● Prompt
Format the lines from the one containing "Point out the white window" through the one containing "x=240, y=388", inclusive, as a numbered list with any blank lines dropped.

● Material for the task
◇ ◇ ◇
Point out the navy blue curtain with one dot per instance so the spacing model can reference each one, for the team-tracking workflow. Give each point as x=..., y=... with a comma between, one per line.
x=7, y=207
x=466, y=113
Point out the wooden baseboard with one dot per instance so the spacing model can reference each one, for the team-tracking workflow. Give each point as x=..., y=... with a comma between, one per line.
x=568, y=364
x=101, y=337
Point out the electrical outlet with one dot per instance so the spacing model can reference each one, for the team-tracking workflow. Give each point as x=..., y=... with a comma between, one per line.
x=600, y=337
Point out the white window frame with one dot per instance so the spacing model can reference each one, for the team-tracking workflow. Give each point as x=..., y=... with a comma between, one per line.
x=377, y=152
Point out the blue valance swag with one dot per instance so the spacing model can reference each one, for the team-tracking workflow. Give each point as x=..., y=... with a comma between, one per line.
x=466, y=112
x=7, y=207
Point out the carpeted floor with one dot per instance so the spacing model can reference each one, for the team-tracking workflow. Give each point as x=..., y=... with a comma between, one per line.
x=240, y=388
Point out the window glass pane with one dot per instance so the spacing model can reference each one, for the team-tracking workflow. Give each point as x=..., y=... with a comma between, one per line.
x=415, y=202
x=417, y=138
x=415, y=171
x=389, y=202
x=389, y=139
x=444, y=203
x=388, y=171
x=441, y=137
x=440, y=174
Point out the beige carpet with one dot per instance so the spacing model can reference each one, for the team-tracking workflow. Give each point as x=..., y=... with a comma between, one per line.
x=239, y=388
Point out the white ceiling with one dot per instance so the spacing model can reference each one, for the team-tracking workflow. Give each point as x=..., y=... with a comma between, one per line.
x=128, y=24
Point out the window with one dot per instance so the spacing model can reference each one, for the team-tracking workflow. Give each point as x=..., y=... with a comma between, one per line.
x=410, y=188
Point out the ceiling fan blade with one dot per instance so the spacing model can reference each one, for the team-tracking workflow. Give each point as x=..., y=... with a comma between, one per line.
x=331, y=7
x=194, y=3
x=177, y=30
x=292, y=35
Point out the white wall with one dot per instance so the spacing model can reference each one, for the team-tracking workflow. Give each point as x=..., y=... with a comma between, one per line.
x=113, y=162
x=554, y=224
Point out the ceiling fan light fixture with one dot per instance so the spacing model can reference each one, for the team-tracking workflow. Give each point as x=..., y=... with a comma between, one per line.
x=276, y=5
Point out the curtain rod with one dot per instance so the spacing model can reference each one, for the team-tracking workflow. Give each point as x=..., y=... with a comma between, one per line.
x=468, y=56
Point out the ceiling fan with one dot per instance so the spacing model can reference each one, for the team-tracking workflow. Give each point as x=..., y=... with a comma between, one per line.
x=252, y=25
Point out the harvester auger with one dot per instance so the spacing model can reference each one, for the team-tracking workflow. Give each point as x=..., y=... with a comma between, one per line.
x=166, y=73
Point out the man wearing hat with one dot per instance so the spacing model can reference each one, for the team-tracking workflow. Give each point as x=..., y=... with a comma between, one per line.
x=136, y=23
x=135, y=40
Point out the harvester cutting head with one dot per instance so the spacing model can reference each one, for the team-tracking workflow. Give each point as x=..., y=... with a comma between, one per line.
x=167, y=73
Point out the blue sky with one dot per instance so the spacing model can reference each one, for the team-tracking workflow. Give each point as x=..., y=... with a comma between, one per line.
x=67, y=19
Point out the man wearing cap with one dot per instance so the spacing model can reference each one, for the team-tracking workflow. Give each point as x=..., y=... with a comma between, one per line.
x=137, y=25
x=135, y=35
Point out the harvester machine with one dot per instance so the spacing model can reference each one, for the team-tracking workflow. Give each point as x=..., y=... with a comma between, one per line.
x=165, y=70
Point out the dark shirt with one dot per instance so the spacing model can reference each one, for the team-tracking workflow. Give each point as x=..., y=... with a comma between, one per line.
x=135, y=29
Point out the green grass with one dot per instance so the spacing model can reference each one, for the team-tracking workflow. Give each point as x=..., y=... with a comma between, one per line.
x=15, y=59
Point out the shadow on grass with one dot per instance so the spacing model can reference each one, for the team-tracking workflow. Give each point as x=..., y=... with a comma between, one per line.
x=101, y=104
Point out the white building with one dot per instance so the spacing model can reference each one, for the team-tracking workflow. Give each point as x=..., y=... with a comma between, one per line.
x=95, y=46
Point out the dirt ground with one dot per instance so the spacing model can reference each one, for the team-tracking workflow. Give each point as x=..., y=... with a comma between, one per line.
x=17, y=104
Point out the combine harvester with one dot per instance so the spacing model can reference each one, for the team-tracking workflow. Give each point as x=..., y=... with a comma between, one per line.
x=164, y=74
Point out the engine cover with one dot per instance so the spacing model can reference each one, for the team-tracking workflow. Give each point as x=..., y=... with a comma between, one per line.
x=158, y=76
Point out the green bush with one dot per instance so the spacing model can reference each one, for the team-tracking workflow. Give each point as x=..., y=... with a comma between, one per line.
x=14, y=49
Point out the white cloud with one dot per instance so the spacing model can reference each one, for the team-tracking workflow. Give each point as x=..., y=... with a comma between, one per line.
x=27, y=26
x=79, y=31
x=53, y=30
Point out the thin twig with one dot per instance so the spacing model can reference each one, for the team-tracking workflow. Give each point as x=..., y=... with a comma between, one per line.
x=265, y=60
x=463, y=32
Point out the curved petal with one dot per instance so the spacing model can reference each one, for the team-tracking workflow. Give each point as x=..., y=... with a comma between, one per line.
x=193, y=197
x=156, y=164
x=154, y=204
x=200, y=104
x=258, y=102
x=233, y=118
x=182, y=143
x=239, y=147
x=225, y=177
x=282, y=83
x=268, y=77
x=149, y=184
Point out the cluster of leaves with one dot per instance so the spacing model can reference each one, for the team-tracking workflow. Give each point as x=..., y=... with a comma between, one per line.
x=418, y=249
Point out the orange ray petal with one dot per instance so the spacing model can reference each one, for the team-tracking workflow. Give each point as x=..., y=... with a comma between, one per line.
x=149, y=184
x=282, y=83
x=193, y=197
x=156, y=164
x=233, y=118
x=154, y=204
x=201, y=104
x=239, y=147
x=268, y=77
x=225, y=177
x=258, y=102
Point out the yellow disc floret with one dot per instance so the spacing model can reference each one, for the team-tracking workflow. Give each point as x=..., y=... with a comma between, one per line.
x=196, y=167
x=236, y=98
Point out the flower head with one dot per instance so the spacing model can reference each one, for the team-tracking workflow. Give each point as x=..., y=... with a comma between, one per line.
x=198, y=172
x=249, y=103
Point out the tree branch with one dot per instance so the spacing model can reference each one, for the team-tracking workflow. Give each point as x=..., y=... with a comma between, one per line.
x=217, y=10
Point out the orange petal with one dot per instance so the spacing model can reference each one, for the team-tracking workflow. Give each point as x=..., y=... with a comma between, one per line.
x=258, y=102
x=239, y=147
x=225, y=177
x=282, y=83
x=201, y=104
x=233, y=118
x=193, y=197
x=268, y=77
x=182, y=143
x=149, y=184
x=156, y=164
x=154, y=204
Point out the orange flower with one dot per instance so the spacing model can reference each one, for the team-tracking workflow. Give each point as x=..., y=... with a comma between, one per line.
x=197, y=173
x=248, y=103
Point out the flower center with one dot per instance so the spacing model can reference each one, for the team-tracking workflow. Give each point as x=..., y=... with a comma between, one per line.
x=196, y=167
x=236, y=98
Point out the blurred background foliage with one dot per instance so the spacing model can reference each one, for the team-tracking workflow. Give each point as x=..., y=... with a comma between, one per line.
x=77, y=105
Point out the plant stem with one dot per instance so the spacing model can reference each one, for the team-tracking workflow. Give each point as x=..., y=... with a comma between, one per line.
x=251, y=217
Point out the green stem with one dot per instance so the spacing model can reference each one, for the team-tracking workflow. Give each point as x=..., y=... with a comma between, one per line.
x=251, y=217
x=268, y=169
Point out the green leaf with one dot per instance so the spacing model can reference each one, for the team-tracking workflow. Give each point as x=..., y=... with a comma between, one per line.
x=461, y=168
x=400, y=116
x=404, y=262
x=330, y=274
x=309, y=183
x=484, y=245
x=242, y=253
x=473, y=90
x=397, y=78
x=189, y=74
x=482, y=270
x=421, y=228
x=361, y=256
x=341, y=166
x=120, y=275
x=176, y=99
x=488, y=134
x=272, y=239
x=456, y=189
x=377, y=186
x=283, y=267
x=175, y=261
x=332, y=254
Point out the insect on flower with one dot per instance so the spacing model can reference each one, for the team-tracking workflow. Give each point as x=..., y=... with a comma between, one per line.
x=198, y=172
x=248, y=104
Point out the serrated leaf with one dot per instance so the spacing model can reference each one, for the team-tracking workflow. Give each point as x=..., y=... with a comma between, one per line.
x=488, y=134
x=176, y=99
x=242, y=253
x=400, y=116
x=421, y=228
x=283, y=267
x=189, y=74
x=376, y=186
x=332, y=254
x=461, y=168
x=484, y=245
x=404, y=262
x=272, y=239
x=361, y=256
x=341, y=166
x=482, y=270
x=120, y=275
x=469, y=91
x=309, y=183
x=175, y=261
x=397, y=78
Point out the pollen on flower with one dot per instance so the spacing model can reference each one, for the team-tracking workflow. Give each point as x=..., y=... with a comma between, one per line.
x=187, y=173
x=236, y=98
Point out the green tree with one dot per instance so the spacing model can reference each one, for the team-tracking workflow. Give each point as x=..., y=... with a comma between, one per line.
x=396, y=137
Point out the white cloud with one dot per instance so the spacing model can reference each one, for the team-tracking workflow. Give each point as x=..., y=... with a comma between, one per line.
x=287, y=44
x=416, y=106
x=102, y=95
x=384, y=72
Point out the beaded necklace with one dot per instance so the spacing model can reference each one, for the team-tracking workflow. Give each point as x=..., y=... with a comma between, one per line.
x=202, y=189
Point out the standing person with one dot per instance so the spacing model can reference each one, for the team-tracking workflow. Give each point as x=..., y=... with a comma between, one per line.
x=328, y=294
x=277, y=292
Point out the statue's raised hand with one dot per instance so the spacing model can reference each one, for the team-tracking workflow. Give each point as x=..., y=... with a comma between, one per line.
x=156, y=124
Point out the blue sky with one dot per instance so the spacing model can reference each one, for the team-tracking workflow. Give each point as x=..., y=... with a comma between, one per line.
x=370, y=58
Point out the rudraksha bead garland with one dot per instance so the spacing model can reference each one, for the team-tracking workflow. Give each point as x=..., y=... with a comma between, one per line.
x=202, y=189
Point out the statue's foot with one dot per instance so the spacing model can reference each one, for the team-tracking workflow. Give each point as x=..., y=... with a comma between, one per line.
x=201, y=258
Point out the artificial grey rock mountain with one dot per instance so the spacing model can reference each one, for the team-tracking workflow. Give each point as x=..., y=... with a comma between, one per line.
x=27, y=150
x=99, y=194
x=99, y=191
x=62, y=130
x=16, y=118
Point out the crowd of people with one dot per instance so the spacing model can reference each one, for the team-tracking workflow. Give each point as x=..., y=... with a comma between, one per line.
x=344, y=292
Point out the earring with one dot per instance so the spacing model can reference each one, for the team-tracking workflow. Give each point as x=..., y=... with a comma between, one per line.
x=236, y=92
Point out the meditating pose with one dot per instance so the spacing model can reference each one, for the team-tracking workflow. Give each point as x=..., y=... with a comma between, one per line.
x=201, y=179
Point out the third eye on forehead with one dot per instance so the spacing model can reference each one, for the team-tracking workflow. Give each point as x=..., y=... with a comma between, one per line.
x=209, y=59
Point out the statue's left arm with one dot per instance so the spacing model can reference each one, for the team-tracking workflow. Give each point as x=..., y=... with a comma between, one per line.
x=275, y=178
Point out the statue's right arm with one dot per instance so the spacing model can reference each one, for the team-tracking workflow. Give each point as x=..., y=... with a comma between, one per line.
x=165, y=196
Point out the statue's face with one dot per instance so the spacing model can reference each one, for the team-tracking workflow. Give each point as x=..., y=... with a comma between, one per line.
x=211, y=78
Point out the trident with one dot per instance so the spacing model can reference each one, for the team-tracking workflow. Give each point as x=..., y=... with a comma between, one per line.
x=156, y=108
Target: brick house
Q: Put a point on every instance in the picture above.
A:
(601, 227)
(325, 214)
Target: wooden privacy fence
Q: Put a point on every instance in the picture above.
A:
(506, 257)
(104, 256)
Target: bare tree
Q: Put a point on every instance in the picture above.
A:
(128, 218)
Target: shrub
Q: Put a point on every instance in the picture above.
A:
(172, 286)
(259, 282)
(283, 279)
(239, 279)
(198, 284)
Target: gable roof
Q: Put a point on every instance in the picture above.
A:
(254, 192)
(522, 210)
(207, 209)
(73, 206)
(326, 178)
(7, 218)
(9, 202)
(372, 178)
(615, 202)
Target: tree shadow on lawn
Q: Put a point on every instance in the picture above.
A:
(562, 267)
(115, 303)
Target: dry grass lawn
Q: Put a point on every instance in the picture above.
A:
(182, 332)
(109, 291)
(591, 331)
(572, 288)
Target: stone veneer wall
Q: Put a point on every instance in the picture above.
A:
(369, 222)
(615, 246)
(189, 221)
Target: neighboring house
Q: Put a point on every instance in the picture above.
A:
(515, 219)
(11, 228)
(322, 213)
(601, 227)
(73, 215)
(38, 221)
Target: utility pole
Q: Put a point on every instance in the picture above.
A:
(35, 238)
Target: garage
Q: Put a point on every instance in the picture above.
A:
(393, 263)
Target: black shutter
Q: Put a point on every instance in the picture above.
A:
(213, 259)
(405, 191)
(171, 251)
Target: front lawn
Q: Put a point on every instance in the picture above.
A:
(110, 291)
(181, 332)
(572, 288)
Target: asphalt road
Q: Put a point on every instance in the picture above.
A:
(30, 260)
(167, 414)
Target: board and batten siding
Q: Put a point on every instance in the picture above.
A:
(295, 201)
◇ ◇ ◇
● Response for this exercise
1. Point out the white window frame with one dot per instance so the spacing model can reference each one, for the team-tracking workflow. Give each point as x=..., y=... with a comma between, one per line.
2. x=377, y=152
3. Point out the blue valance swag with one dot per instance so the spacing model can reference each one, for the team-tracking workflow. Give each point as x=..., y=... with a comma between, one per line.
4. x=466, y=112
5. x=7, y=207
6. Point out the carpeted floor with one dot per instance so the spacing model can reference each one, for the team-tracking workflow. Give each point as x=..., y=... with a comma between, one per line.
7. x=240, y=388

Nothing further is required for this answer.